You will also confirm your wake-up time with the staff.  Please inform them if you have an early morning commitment.

You will stay in a private room, very similar to a comfortable hotel room suite, with a private bedroom and bathroom. 


What will happen during my stay?

When you arrive a member of the sleep medicine team will meet with you and explain the testing.  They will show you the equipment that will be used and discuss how the study works.  Feel comfortable to ask questions about the study.  Let them know about any specific problems that you might not have already discussed with your doctor.

You will have time to relax and either read or watch television.  The technologist will apply sensors to the skin of your head and body.  These small discs will be connected to a computer and record the vital signs of your sleep.  The wires are long enough so that you can move around and turn over in bed.  These are all designed to be as comfortable as possible.  The sensors may feel strange at first, but most people get used to them very quickly.  They should not be an obstacle that gets in your way of sleeping.  They will do a few tests to make sure everything is monitoring properly.  You may be asked to move your eyes, or clench your teeth and move your legs.  Once it is all set up you are free to relax until your normal bedtime.

The rooms are very comfortable and will remind you of a hotel.  It is very quiet and peaceful and most patients fall asleep quickly.  It is expected that you might not sleep quite as well as you do at home.  This should not affect the results of the study.


What if I need to go to the bathroom while I am hooked up to the sensors?

This happens quite often.  The technologist will inform you prior to the study how to reach them if you need assistance.  They will come in and unplug the wires, and you will be free to get up.  The sensors do not need to be removed.  This makes it very easy to hook your wires back up when you return back to bed.  Most people have to get up at least once during their study.

---+---

EXERCISE TASKS
A. In the sleep study text, write out the part starting with "This happens quite" and going on through "during their study.", replacing "technologist" with "sleep technician".
B. Extend the sleep study text, beginning after its final sentence.

---+---

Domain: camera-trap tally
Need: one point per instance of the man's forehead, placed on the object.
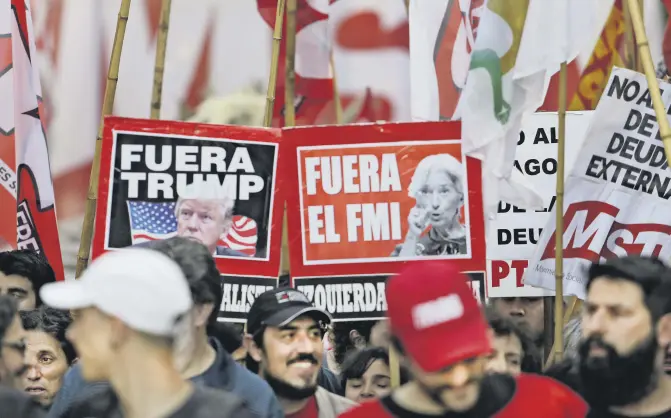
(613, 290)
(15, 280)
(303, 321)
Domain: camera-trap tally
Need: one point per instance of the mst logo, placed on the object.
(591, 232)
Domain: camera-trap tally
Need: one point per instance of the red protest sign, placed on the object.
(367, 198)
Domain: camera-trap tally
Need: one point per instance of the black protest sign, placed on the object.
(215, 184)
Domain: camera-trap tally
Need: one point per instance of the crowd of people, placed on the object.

---+---

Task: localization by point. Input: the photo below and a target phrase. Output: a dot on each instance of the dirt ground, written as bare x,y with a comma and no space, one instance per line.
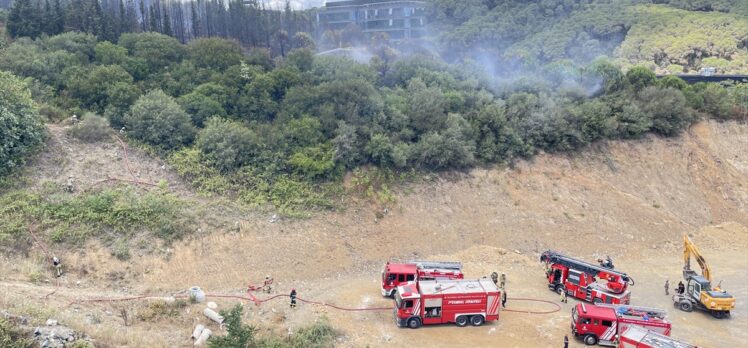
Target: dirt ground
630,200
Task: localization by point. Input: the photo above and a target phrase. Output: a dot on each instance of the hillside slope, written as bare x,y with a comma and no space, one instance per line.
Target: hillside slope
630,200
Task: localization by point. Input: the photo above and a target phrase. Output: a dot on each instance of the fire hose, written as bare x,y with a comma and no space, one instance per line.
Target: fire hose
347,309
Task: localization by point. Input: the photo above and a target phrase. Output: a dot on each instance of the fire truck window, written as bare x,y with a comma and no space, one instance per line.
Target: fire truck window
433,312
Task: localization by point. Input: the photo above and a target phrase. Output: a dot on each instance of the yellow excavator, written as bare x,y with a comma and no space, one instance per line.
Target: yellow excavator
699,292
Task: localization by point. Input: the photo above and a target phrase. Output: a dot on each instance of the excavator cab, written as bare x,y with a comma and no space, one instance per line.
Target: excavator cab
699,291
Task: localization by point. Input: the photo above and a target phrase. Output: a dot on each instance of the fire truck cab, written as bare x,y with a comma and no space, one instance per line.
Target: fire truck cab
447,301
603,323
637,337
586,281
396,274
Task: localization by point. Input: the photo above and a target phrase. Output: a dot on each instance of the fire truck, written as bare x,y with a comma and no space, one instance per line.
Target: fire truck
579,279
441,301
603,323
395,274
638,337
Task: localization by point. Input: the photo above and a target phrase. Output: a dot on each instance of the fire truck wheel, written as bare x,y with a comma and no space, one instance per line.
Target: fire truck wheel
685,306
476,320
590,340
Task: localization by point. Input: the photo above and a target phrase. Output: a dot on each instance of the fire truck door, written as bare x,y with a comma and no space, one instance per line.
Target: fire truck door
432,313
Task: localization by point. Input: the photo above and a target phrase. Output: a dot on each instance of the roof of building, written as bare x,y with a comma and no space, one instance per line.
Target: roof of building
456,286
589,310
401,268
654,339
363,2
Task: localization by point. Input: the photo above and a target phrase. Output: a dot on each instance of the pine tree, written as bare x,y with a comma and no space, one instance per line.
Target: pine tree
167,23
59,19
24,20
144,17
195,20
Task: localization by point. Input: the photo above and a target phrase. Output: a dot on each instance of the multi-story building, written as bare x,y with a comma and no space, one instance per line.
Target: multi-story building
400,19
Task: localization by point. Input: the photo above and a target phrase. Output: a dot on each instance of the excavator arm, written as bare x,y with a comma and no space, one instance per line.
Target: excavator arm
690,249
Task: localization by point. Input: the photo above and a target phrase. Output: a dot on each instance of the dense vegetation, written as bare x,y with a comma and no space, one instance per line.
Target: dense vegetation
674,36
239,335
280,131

---+---

ANSWERS FOR EACH ITEM
A.
This happens quite often.  The sleep technician will inform you prior to the study how to reach them if you need assistance.  They will come in and unplug the wires, and you will be free to get up.  The sensors do not need to be removed.  This makes it very easy to hook your wires back up when you return back to bed.  Most people have to get up at least once during their study.

B.
What happens after my study?

The doctor will review all of the data from your study.  These studies produce a great deal of information about your sleep patterns.  It may take up to two weeks to receive the results of your study.  A follow-up appointment will be scheduled to review the results with you.  Based on the information gathered, the doctor will discuss any treatment or follow-up evaluation that you may need.

 


 

Contact Us


We are happy to answer any of your questions and facilitate any referrals.

For more information on sleep studies, please call the Hallmark Health Sleep Medicine Center at 781-306-6366.

For physician sleep consults and follow-up questions, please call:

Meena Mehta, MD                781-306-6362

Michael Zaslow, MD             781-729-8070

 


 

Simple steps for better sleep

 

Most adults need 7 to 9 hours to function properly.  Getting too little or poor sleep can increase your risk for developing chronic diseases such as heart disease, kidney disease, high blood pressure, stroke and obesity.

Here are a few simple steps for better sleep:

•  Leave a couple of hours between eating and going to bed.  Eating too much before going to bed could prevent you from sleeping well. 

•  Turn off your television, smartphones, tablets and laptops before you head to bed.  Power down to recharge!  Blue light from screens can disrupt your circadian rhythm and affect your ability to sleep. 

•  Make your bedroom all about sleep!  A comfortable mattress, pillow, and bedding will help you get a good night’s sleep.  Keep your room dark and use cool paint colors for the walls.

•  Create a bedtime routine.  Make deep breathing, stretches and other relaxing exercises part of your pre-slumber ritual to wind down and help get your mind ready to sleep.  Try to keep to same sleep schedule on weeknights and weekends.

•  Avoid caffeine 4 – 6 hours before bedtime, switch to water after lunch!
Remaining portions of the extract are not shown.